> Pedido escrito 1: Pode reescrever o trecho sobre a Santa Sé e o TPI, de "No entanto, a" até "Human Rights Watch).", inclusive, trocando "Liga de Estados Árabes" por "Liga Árabe"?
> Pedido escrito 2: Pode retomar o trecho sobre a Santa Sé e o TPI, seguindo a partir da última frase apresentada?

> Trecho do texto:
————
Essa defesa culminou no forte apoio da Santa Sé a um tribunal penal internacional permanente. Na Conferência Diplomática da ONU de 1998, em Roma, que elaborou o estatuto do TPI, a delegação da Santa Sé desempenhou um papel ativo e altamente visível. "A Santa Sé pediu um Tribunal Penal Internacional que proteja a dignidade do ser humano e a instituição da família", declarou o representante do Vaticano em Roma, observando a esperança do Papa João Paulo II de que a conferência fosse "histórica". Quando o Estatuto de Roma foi adotado, a Santa Sé "acolheu o resultado da Conferência" , saudando-a como um "passo histórico à frente" em direção a um sistema de justiça que afirma a dignidade humana, protegendo a “dignidade do ser humano e a instituição da família”.
A linguagem do preâmbulo fundador do TPI ressoou com as prioridades do Vaticano - de fato, a Santa Sé ficou satisfeita que o preâmbulo do Estatuto explicitamente lembra que "milhões de crianças, mulheres e homens" sofreram atrocidades que "chocam profundamente a consciência da humanidade" e afirma que tais crimes graves "não devem ficar impunes".
No entanto, a retórica entusiástica da Santa Sé em 1998 foi acompanhada de algumas reservas de princípios. Em Roma, lutou arduamente por disposições específicas para garantir que se alinhassem com suas doutrinas morais. Mais proeminentemente, a Santa Sé liderou uma coalizão (apoiada pela Liga de Estados Árabes) para se opor à inclusão de perseguição motivada por gênero, assim como de "gravidez forçada" como um crime explícito contra a humanidade, por preocupação de que esse termo fosse indefinido e pudesse ser mal utilizado para implicar um direito ao aborto (veja nota contemporânea da Human Rights Watch).
A delegação do Vaticano preferiu o termo " impregnação forçada ", argumentando que o crime deveria punir a gravidez forçada de uma mulher (como uma ferramenta de limpeza étnica, vista na Bósnia) sem implicar nada sobre a interrupção dessa gravidez. Essa postura refletia o desejo da Santa Sé de criminalizar ultrajes contra mulheres e proteger a vida em gestação – um delicado equilíbrio entre justiça e doutrina católica. No final, a maioria prevaleceu e a "gravidez forçada" foi incluída na lista de crimes do Estatuto de Roma. O termo foi adotado com uma definição mais clara para dissipar preocupações (especificando que "não deve, de forma alguma, ser interpretado como afetando as leis nacionais relativas à gravidez" ).
————
> Seção de dados:
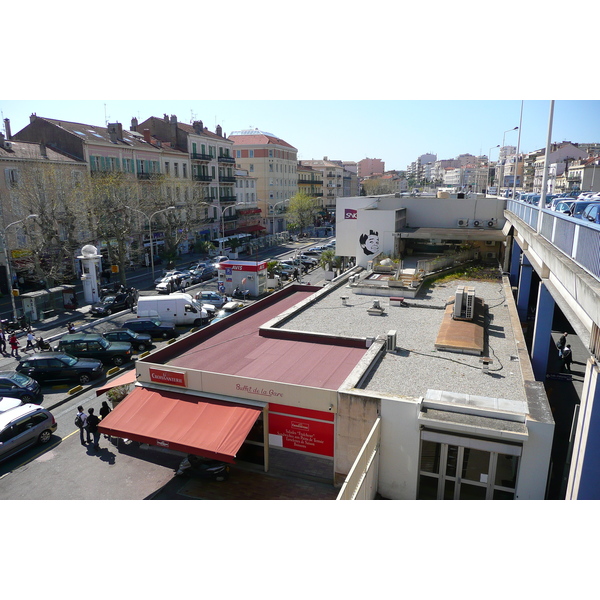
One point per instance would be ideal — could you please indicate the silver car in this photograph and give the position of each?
(24, 426)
————
> Resposta 1:
No entanto, a retórica entusiástica da Santa Sé em 1998 foi acompanhada de algumas reservas de princípios. Em Roma, lutou arduamente por disposições específicas para garantir que se alinhassem com suas doutrinas morais. Mais proeminentemente, a Santa Sé liderou uma coalizão (apoiada pela Liga Árabe) para se opor à inclusão de perseguição motivada por gênero, assim como de "gravidez forçada" como um crime explícito contra a humanidade, por preocupação de que esse termo fosse indefinido e pudesse ser mal utilizado para implicar um direito ao aborto (veja nota contemporânea da Human Rights Watch).

> Resposta 2:
Papa Francisco em 2017 com a então presidente do TPI, Juíza Silvia Fernández de Gurmendi (esq.) e Felipe Michelini (dir.), membro do Conselho do Fundo Fiduciário para Vítimas (TFV) do TPI - Fonte: ICC
A Santa Sé também expressou preocupações sobre as disposições do Estatuto sobre a família e sobre o papel do Conselho de Segurança da ONU, mas acabou aderindo ao consenso. Não se tornou parte do Estatuto de Roma — provavelmente para manter seu status neutro e talvez devido a reservas morais persistentes —, mas assinou a Ata Final da Conferência de Roma e permaneceu envolvida com o desenvolvimento do TPI.
Engajamento com o TPI e os Tribunais: Nos anos seguintes, a Santa Sé se posicionou como um observador solidário do TPI. Ela afirmou repetidamente o valor do Tribunal para acabar com a impunidade. Por exemplo, o Papa Francisco – que como cardeal elogiou o mandato do TPI – recebeu líderes do TPI no Vaticano para discutir cooperação. Em uma audiência marcante em 2020, o Papa Francisco se encontrou com o Presidente do TPI (à época, Juiz Chile Eboe-Osuji) e o Ministro das Relações Exteriores da Santa Sé para ressaltar objetivos compartilhados - o Presidente do TPI observou “o papel tradicional da Santa Sé em… disseminar a mensagem de paz” e enfatizou a “união de propósito entre a Santa Sé e o TPI” na busca pela paz por meio da justiça.
Em termos práticos, diplomatas do Vaticano emprestaram sua voz a iniciativas pró-TPI na ONU — por exemplo, encorajando os estados a ratificarem o Estatuto de Roma e a não minar a confiança internacional no Tribunal. Da mesma maneira, o Vaticano está sendo um ator importante pela assinatura de um tratado que lide com crimes contra humanidade e permita aos Estados cooperarem mais intensamente nesse tema - o Observador Permanente da Santa Sé para a ONU, Arcebispo Gabriele Caccia, destacou em 2024, haver a “necessidade de um ‘instrumento universal, multilateral e juridicamente vinculativo, que codifique o direito consuetudinário existente nesta área’, o que, segundo ele, promoveria a cooperação internacional na prevenção e punição desses "atos hediondos” (fonte).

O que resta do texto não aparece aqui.